:: Exercise description ::
Take the material below and write it all out again exactly.

Rows from a segmentation dataset:
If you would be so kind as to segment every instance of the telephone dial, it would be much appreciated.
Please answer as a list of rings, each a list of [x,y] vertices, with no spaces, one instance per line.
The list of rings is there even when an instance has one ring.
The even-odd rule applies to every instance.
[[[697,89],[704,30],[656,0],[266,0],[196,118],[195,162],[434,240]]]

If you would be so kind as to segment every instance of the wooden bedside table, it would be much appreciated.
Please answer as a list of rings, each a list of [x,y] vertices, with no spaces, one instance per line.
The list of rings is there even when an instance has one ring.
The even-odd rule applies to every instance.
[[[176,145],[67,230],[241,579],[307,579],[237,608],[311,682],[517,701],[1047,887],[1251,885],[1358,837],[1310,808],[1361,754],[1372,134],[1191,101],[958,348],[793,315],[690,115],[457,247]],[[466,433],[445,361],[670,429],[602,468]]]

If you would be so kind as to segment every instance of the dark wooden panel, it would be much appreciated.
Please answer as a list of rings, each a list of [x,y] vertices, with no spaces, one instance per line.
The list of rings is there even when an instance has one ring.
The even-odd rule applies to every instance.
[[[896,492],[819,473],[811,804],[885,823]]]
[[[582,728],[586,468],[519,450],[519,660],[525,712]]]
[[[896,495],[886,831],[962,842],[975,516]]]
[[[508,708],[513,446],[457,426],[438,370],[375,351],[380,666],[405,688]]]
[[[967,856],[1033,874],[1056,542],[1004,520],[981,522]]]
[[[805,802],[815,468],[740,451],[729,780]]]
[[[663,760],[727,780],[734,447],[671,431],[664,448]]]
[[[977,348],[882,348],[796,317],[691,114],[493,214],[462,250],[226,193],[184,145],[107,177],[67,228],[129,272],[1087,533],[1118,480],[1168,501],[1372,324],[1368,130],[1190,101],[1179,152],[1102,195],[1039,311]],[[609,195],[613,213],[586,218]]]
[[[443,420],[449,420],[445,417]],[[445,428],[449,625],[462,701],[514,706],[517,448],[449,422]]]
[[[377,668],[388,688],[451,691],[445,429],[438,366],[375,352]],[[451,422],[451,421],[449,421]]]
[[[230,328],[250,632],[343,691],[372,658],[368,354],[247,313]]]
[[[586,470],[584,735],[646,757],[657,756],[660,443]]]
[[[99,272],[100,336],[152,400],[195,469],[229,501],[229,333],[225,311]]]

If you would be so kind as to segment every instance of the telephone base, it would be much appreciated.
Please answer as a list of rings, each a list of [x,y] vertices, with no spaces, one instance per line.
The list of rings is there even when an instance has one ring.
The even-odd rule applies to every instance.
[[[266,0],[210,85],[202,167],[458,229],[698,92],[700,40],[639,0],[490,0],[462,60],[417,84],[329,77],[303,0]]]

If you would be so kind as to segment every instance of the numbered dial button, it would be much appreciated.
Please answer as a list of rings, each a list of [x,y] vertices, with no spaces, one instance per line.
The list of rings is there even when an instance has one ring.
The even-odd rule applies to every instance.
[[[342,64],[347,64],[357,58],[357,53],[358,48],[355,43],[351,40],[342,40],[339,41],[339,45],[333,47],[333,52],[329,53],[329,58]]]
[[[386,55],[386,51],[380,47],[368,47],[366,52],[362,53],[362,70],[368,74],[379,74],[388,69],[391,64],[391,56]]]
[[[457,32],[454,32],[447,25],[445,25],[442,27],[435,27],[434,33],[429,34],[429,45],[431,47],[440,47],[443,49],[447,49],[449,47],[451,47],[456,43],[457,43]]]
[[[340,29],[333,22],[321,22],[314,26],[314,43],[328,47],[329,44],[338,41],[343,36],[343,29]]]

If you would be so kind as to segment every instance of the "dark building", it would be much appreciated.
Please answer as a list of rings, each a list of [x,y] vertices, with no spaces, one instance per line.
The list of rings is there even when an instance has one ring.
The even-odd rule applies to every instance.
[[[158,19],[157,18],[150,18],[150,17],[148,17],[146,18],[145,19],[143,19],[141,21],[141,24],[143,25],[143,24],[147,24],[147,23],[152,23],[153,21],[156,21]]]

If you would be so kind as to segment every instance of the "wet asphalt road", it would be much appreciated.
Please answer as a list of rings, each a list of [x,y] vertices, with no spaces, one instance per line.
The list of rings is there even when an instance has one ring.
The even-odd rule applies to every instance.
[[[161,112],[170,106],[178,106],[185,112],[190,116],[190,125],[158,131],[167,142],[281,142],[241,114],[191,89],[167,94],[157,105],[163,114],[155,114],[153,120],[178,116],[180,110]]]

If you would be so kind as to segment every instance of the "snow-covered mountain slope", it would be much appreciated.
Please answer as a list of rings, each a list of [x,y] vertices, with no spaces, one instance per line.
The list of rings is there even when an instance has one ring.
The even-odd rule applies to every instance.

:: Exercise output ::
If you would be so kind as to segment every instance of the telephone dial, it would be much appreciated.
Please answer as a list of rings, each a list of [x,y] vertices, with no spaces, one instance per line.
The list of rings is there even when an instance has one ring.
The even-odd rule applies to every instance.
[[[697,89],[704,30],[656,0],[266,0],[196,118],[195,162],[434,240]]]

If you would be so kind as to segment every instance of the wooden bedside table, it would be much appreciated.
Please answer as a list of rings, each a list of [x,y] vertices, with no spaces, one instance per line.
The list of rings is there even when an instance has one ring.
The even-odd rule applies to every instance.
[[[176,145],[67,230],[241,579],[307,579],[237,608],[311,682],[517,701],[1047,887],[1251,885],[1358,837],[1310,808],[1361,754],[1372,134],[1191,101],[958,348],[793,315],[690,115],[457,247]],[[466,433],[445,361],[670,429],[602,468]]]

If you would be so kind as to segment every instance of the dark wooden panel, it would be much appreciated.
Please answer as a list of rings, each a list of [x,y] vertices, with no spaces, one instance per line.
The list of rings is there even when an instance has one ring.
The even-odd rule applies to every instance.
[[[896,492],[819,473],[811,804],[885,823]]]
[[[582,728],[586,468],[519,450],[519,660],[525,712]]]
[[[896,495],[886,831],[962,842],[975,516]]]
[[[508,708],[513,446],[457,426],[438,370],[375,351],[380,666],[405,688]]]
[[[967,856],[1033,874],[1056,542],[1004,520],[981,522]]]
[[[805,802],[815,468],[740,451],[729,780]]]
[[[663,760],[727,780],[734,447],[671,431],[664,448]]]
[[[977,348],[882,348],[796,317],[691,114],[493,214],[462,250],[226,193],[184,145],[107,177],[67,228],[129,272],[1087,533],[1118,480],[1168,501],[1372,324],[1368,130],[1190,101],[1179,152],[1102,195],[1039,311]],[[609,195],[613,213],[586,218]]]
[[[443,420],[449,420],[445,417]],[[445,428],[449,625],[462,701],[514,706],[517,448],[449,422]]]
[[[377,668],[388,688],[451,691],[445,429],[438,366],[375,352]],[[451,422],[451,421],[449,421]]]
[[[230,328],[250,632],[343,691],[372,658],[368,354],[247,313]]]
[[[586,470],[584,735],[646,757],[657,756],[660,443]]]
[[[99,272],[100,336],[152,400],[195,469],[229,501],[229,333],[225,311]]]

If you would be so kind as to segment every instance of the telephone base, it would be much appreciated.
Please answer as a list of rings, each a list of [x,y] vertices, with no spaces, one instance per line.
The list of rings is there even when an instance has one ring.
The even-odd rule applies to every instance.
[[[266,0],[210,85],[202,167],[458,229],[698,92],[700,40],[639,0],[490,0],[462,60],[417,84],[329,77],[303,0]]]

If you would be so kind as to segment every instance of the numbered dial button, it would be much appreciated.
Please answer as a list of rings, each a list of [x,y] vertices, with no spaces, one instance per line.
The list of rings is there even when an instance has one ring.
The even-odd rule applies to every instance.
[[[342,64],[347,64],[357,58],[357,53],[358,48],[355,43],[351,40],[342,40],[339,41],[339,45],[333,47],[333,52],[329,53],[329,58]]]
[[[386,55],[386,51],[380,47],[368,47],[366,52],[362,53],[362,70],[368,74],[379,74],[388,69],[391,64],[391,56]]]
[[[457,32],[454,32],[447,25],[445,25],[442,27],[435,27],[434,33],[429,34],[429,45],[431,47],[440,47],[443,49],[447,49],[449,47],[451,47],[456,43],[457,43]]]
[[[340,29],[333,22],[321,22],[314,26],[314,43],[328,47],[329,44],[338,41],[343,36],[343,29]]]

If you would be so kind as to segment every instance of the "dark building", it would be much appreciated.
Please answer as a list of rings, each a list of [x,y] vertices, with no spaces, one instance per line.
The list of rings is there even when an instance has one ring.
The even-odd rule applies to every instance.
[[[158,19],[157,18],[150,18],[150,17],[148,17],[146,18],[145,19],[143,19],[141,21],[141,24],[143,25],[143,24],[147,24],[147,23],[152,23],[153,21],[156,21]]]

If you would be so kind as to segment every instance of the "wet asphalt road", it would be much appreciated.
Please answer as a list of rings, each a list of [x,y] vertices, with no spaces, one instance per line.
The list of rings is there even when an instance has one ring.
The even-odd rule applies to every instance.
[[[161,112],[170,106],[178,106],[185,112],[190,116],[190,125],[158,131],[167,142],[281,142],[241,114],[191,89],[167,94],[157,105],[163,114],[155,114],[153,120],[178,116],[180,110]]]

If you would be so kind as to segment every instance of the "snow-covered mountain slope", it would be much appreciated.
Please answer as a list of rings, each a list of [x,y] vertices, with no spaces, one instance per line.
The list of rings is there even when an instance has one ring.
The even-odd rule applies to every instance.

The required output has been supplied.